══ Article

It seems that my small drabble has struck a strong nerve. I hope not to hurt anyone's feelings as it's was something to do on a quiet night at 3:00 in the morning and as some wanted to know a bit about me, here it is in a condensed form. Yes the copyright thing still stands as this is my work yada yada post anywhere as long as it's free.
My life so to speak was a different one than most I think as I was the youngest of 5 kids and grew up on my own due to the age difference. Yes I got the hand me downs but not like most boys do, some things were from my sisters.Pants shirts etc were the norm back in the sixties when my parents could not afford new clothes for everyone so we made due.
I spent most of my childhood chasing cows playing in mud puddles and cornfields,it never dawned on me that I was wearing girls clothes only in my later years did it become an issue that I kept to myself.
Those were the real great days of my earlier life, long hair was the norm and yes I did have super fine hair that the hairdresser loved. (sigh)I was skinny kind of geeky looking yet still looked ok yet was so dam clumsy it hurt.
I did have some girlfriends but it never worked out I found myself not interested anymore with either sex, its still the same today . I read about transgender etc (I look male but don't feel it sometimes )I have a fem side that is fun I guess who knows
Maybe it was the moving around that the family did those years I was young,I had no father figure as my dad was working all the time to feed us brood and my mother was big time tired at 33 years old when she had me . I was left to my own devices at a young age and began experimenting in my room with dresses and shoes from my sisters closets. They did have cool stuff the silky slips, tie died shirts etc I was curious and who can blame me. The thrills were getting more and more as I loved to dress quite well with my long hair and stuffed bras.

════
══ Entries supplied

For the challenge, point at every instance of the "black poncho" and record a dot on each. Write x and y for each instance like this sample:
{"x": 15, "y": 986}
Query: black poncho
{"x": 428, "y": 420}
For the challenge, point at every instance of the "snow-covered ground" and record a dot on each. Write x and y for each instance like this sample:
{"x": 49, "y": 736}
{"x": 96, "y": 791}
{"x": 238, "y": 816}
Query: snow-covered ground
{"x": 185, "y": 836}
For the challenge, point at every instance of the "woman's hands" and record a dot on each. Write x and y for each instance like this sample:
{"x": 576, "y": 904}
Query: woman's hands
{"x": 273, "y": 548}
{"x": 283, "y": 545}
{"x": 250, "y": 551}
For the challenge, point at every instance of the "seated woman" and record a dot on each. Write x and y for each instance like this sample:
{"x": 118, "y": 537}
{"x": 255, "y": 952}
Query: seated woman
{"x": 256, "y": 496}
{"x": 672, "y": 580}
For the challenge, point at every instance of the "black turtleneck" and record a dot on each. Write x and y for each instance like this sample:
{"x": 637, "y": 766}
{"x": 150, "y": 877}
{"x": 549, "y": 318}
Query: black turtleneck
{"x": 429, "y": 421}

════

• Problem statement: Please answer from the post: how old was the writer's mother when the writer was born? The entries stand apart from the post and are separate material.

• Full answer: She was 33 years old.